= Task directions =
Translate this sentence from the solver notes into Spanish: "The standalone solver src/solver/jacobi.cpp exposes a generic Jacobi template in include/solver/jacobi.h."

= Supplied passage =

───

How Jacobi is Wired In

The standalone solver src/solver/jacobi.cpp exposes a generic Jacobi template in include/solver/jacobi.h. The LFM pressure solver (src/lfm/poisson_jacobi.cpp) adapts this to the MAC grid by providing:

A matrix-free Ax lambda (5-point Laplacian with Neumann BC and solid handling)
A per-cell D⁻¹ lambda (effective diagonal)
Zero-mean RHS and per-iteration pressure mean subtraction (Neumann null space)

Standalone Solvers

Educational solvers for the Poisson equation on [0,1]² with Dirichlet BC:

./build/src/solver/jacobi 64     # Jacobi iteration
./build/src/solver/rbgs 64       # RBGS smoother
./build/src/solver/cg 64         # Conjugate Gradient
./build/src/solver/vcycle 64     # V-Cycle / Full Multigrid
./build/src/solver/amgpcg 64     # AMG-preconditioned CG

Test Suite

cmake --build build
./build/test/test_jacobi        # 4 tests — solver accuracy + convergence
./build/test/test_cg            # 5 tests — matvec, dot, CG accuracy, speed
./build/test/test_vcycle        # 8 tests — hierarchy, restrict/prolong, FMG
./build/test/test_amgpcg        # 5 tests — PCG accuracy, grid-independence
./build/test/test_lfm           # 18 tests — grid, interpolation, BC, Jacobi
./build/test/test_integration   # 12 tests — multi-solver, multi-step LFM sim

Expected Results

Test Suite	Tests	Coverage
test_jacobi	4	Convergence, discretization error, BC enforcement, monotonicity
test_cg	5	matvec, dot product, sin/poly solves, iteration count
test_vcycle	8	Hierarchy levels, restrict, prolongate, RBGS, FMG accuracy
test_amgpcg	5	Sin/poly accuracy, CG comparison, grid independence
test_lfm	18	Grid dims, divergence, interpolation, clamp, solid, Jacobi
test_integration	12	Uniform flow × 4 solvers, cylinder × 2, buoyancy × 4, NaN checks

Algorithm Summary

LFM Time Step:
  1. External forces (buoyancy)

───

Collected data entries
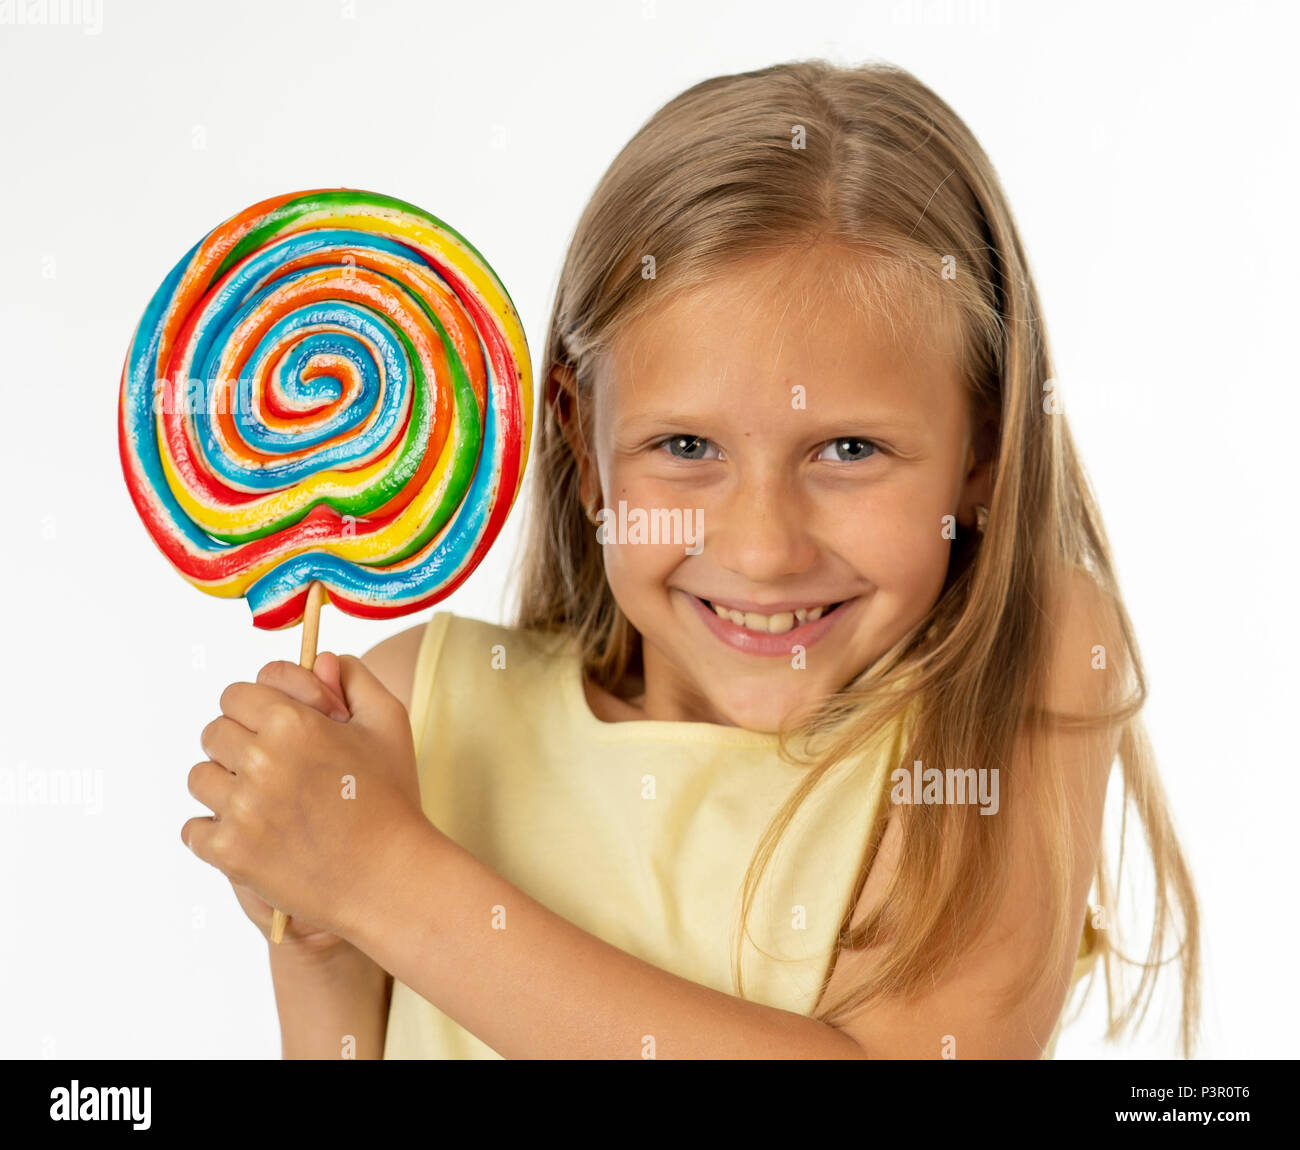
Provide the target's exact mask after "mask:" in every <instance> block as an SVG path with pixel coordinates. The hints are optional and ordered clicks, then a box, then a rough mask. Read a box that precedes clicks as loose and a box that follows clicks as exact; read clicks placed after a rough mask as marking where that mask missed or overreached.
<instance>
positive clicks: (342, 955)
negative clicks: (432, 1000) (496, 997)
mask: <svg viewBox="0 0 1300 1150" xmlns="http://www.w3.org/2000/svg"><path fill="white" fill-rule="evenodd" d="M422 633H424V628H422V626H415V628H411V629H408V630H406V632H402V633H399V634H396V635H393V637H391V638H389V639H385V641H383V642H382V643H378V645H377V646H376V647H373V648H372V650H370V651H368V652H367V654H365V655H363V656H361V661H363V663H364V664H365V665H367V667H369V669H370V671H372V672H373V673H374V676H376V678H378V680H380V681H381V682H382V684H383V686H385V687H387V690H389V691H391V693H393V694H394V695H396V698H399V699H400V700H402V704H403V706H404V707H406V708H407V709H408V711H409V707H411V682H412V678H413V676H415V658H416V654H417V652H419V648H420V638H421V635H422ZM331 686H334V687H335V690H337V686H338V685H337V684H333V685H331ZM268 946H269V949H270V980H272V984H273V985H274V988H276V1008H277V1011H278V1014H279V1036H281V1040H279V1041H281V1056H282V1058H359V1059H381V1058H383V1042H385V1038H386V1036H387V1028H389V1001H390V997H391V994H393V976H391V975H389V972H387V971H385V969H383V968H382V967H381V965H380V964H378V963H376V962H374V959H372V958H370V956H369V955H368V954H365V952H364V951H361V950H357V949H356V947H355V946H352V943H350V942H343V943H341V945H339V946H337V947H335V949H333V950H330V951H328V952H325V954H313V952H309V951H302V950H298V949H294V947H292V946H289V945H285V943H281V945H278V946H277V945H274V943H268Z"/></svg>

───

= Output for this exercise =
El solucionador independiente src/solver/jacobi.cpp expone una plantilla genérica de Jacobi en include/solver/jacobi.h.